Zitiere aus dem folgenden Interview zur betrieblichen Altersvorsorge wortgetreu die Passage zwischen „Warum die betriebliche“ und „Altersvorsorge geben kann.“, beide Stellen eingeschlossen.

**Auszug:**
■ ■ ■ ■
Warum die betriebliche Altersvorsorge oft keinen Sinn macht
Interview mit Kevin Döllinger von der Infinno Finanzmanagement Gmbh:
Sascha Reinhard
Bis zu 78 % mehr Rente aus der betrieblichen Altersvorsorge. Genau darum geht es in diesem Interview. Wir haben heute Kevin Döllinger von der Infinno Finanzmanagement GmbH eingeladen. Kevin ist spezialisiert auf betriebliche Altersvorsorge und wird uns im Detail erklären, wie er meint, dass man auf 78 % mehr Rente aus der betrieblichen Zusatzrente kommen kann.In diesem Sinne, herzlich willkommen, Kevin. Schön, dass du dir Zeit nimmst und für alle Fragen zur Verfügung stehst.
Kevin Döllinger
Vielen Dank für die Einladung, Sascha. Ich freue mich auf das Interview und hoffe, dass ich ein paar spannende Einblicke zu dem Thema betriebliche Altersvorsorge geben kann.
■ ■ ■ ■
Extrahierte Einträge:
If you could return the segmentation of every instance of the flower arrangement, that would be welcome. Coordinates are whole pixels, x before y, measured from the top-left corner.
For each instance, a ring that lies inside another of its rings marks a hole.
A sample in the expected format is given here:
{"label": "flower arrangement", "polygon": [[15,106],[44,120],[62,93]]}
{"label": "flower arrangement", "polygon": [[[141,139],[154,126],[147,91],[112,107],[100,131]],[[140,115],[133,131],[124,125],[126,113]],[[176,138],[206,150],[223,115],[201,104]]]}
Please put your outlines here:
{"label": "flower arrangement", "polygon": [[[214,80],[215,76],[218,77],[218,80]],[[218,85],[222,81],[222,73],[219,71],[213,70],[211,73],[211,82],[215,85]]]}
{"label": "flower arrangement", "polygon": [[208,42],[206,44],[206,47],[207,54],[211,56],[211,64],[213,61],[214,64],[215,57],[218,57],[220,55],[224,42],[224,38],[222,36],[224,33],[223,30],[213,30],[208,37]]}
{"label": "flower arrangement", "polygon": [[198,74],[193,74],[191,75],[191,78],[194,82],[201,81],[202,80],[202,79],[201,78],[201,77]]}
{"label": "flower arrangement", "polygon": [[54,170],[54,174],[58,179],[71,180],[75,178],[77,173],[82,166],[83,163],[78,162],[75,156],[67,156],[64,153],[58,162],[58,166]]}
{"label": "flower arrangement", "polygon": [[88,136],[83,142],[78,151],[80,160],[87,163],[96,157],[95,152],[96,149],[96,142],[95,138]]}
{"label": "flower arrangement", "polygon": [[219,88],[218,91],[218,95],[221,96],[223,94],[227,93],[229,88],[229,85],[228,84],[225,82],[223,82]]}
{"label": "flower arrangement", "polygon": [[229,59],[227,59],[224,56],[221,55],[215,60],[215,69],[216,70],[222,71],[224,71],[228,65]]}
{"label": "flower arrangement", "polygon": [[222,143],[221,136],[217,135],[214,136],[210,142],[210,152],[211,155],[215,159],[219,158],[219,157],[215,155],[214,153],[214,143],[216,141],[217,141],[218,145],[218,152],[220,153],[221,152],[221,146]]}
■ ■ ■ ■
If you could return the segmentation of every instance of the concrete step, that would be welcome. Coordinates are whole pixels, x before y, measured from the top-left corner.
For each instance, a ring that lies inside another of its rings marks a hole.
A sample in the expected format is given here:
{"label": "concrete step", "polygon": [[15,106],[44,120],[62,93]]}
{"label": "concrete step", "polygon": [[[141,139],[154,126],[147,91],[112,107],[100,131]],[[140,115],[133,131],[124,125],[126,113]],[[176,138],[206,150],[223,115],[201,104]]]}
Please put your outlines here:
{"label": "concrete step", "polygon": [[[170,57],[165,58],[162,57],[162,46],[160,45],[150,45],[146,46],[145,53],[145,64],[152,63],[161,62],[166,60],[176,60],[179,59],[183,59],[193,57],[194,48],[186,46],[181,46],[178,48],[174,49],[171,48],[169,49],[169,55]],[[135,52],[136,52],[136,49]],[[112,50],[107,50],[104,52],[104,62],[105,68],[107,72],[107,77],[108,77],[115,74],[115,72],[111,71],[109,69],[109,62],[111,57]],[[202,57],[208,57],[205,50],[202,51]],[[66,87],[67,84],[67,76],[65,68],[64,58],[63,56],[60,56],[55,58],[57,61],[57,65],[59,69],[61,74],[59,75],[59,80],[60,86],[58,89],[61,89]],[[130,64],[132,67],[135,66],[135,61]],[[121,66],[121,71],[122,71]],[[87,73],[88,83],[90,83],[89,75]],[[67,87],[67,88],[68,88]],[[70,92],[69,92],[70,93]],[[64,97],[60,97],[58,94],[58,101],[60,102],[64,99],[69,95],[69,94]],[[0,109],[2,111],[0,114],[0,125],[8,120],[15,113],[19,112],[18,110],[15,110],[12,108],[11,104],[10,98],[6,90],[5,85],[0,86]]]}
■ ■ ■ ■
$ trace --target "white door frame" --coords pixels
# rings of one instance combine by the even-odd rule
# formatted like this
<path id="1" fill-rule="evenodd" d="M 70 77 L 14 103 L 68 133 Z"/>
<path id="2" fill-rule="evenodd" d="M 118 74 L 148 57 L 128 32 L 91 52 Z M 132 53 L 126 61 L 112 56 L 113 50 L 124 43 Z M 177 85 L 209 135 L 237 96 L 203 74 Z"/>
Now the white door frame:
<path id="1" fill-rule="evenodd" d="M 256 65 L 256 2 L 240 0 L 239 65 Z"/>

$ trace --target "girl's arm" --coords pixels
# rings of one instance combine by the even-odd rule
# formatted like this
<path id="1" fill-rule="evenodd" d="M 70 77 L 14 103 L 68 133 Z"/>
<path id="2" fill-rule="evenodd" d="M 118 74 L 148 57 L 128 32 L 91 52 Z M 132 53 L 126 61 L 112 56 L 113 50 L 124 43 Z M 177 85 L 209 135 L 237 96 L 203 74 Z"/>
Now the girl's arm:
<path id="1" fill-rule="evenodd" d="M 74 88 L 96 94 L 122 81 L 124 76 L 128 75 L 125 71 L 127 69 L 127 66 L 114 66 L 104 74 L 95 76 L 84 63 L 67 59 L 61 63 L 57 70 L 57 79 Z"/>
■ ■ ■ ■
**Richtiges Ergebnis:**
Warum die betriebliche Altersvorsorge oft keinen Sinn macht
Interview mit Kevin Döllinger von der Infinno Finanzmanagement Gmbh:
Sascha Reinhard
Bis zu 78 % mehr Rente aus der betrieblichen Altersvorsorge. Genau darum geht es in diesem Interview. Wir haben heute Kevin Döllinger von der Infinno Finanzmanagement GmbH eingeladen. Kevin ist spezialisiert auf betriebliche Altersvorsorge und wird uns im Detail erklären, wie er meint, dass man auf 78 % mehr Rente aus der betrieblichen Zusatzrente kommen kann.In diesem Sinne, herzlich willkommen, Kevin. Schön, dass du dir Zeit nimmst und für alle Fragen zur Verfügung stehst.
Kevin Döllinger
Vielen Dank für die Einladung, Sascha. Ich freue mich auf das Interview und hoffe, dass ich ein paar spannende Einblicke zu dem Thema betriebliche Altersvorsorge geben kann.